Exercise objective
Do these statements agree with the abstract on nitrogen recycling in subduction zones below? (a) Earlier studies estimated nitrogen's recycling efficiency from the difference between incoming and volcanic outgassing fluxes. (b) The study finds that over 80% of incoming nitrogen globally reaches the deep mantle. (c) The study covers only cold subduction zones. For each, answer yes or no and quote the abstract's deciding words.

Document text
Ananya Mallik

Ananya Mallik

Volatile exchange between the Earth’s surficial and deeper reservoirs due to subduction determines the dynamics and evolution of the reservoirs through geological time. In spite of being a ubiquitous volatile element in the Earth and abundantly present in the Earth’s mantle, the behavior of nitrogen (N) in the mantle and exchange of N between the surficial and deeper terrestrial reservoirs have only gained attention recently. Previous studies [e.g. 1, 2] have estimated the recycling efficiency of N (the percentage of incoming N in subduction zones surviving the arc filter and entering the deep mantle) by difference of incoming and volcanic outgassing fluxes; these have obtained disparate estimates ranging between 0% to 80-92%. Also, such an approach ignores the possibility that a fraction of the N released from the subducted slab may not be outgassed but rather sequestered in the overriding plate. In this study [3], we empirically constrained the recycling efficiency of N by focusing on the mechanism of N transfer from slabs by aqueous fluids and/or hydrous partial melts, addressing a broad range of thermal regimes applicable in modern-day subduction zones. We estimate the amount of N carried by aqueous fluids as a function of P, T and fO₂ along slabs using the experimentally constrained model from a previous study [4]. We constrain the amount of N carried by hydrous partial melts in intermediate to hot subduction zones by bracketing between the most efficient transfer (experimentally determined solubility limit) and conservative transfer (modeled partitioning of N between key N hosting minerals and slab-melt). We find that globally 45-74% of incoming N in subduction zones survives past the arc magmatism filter and enters the deep mantle. We will briefly discuss the possible implications of such recycling efficiency on the evolution of the atmosphere and the mantle through time.

[1] Fischer et al. (2002) Science 297

[2] Barry & Hilton (2016) GPL 2

[3] Mallik et al. (2018) EPSL 482

[4] Li & Keppler (2014) GCA 129

Extracted entries
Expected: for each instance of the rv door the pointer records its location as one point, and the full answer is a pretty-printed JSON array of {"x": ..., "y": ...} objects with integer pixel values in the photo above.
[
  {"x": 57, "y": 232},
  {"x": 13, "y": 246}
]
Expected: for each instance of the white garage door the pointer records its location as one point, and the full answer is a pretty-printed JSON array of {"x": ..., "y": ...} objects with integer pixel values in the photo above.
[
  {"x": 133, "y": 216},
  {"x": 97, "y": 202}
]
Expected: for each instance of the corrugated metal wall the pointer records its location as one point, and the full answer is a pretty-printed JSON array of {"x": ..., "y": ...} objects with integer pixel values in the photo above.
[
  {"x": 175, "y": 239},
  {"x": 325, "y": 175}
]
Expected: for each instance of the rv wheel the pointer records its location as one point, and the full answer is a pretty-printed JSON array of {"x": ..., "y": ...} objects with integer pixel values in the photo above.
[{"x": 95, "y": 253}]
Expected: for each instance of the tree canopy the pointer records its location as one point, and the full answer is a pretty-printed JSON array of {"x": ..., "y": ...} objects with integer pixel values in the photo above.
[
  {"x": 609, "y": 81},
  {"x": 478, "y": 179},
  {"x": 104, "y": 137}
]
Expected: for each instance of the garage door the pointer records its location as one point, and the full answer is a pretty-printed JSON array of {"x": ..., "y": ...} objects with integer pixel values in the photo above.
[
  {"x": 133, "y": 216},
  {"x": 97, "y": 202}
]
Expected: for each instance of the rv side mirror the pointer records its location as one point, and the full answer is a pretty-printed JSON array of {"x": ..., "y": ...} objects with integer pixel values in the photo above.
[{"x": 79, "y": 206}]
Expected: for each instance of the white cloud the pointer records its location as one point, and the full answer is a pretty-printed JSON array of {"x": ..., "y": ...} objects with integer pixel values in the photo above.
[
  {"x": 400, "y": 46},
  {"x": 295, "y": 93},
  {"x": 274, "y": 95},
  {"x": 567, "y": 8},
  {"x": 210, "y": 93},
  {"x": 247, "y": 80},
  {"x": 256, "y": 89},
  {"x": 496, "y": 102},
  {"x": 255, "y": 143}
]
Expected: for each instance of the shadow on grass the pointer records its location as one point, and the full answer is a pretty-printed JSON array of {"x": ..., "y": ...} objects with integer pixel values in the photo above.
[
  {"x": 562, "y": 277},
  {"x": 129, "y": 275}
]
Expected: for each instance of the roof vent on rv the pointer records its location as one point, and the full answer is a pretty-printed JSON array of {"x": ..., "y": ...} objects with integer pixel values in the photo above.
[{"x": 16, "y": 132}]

Solved problem
(a) Yes: "by difference of incoming and volcanic outgassing fluxes"
(b) No: "globally 45-74% of incoming N in subduction zones survives past the arc magmatism filter and enters the deep mantle"
(c) No: "addressing a broad range of thermal regimes applicable in modern-day subduction zones"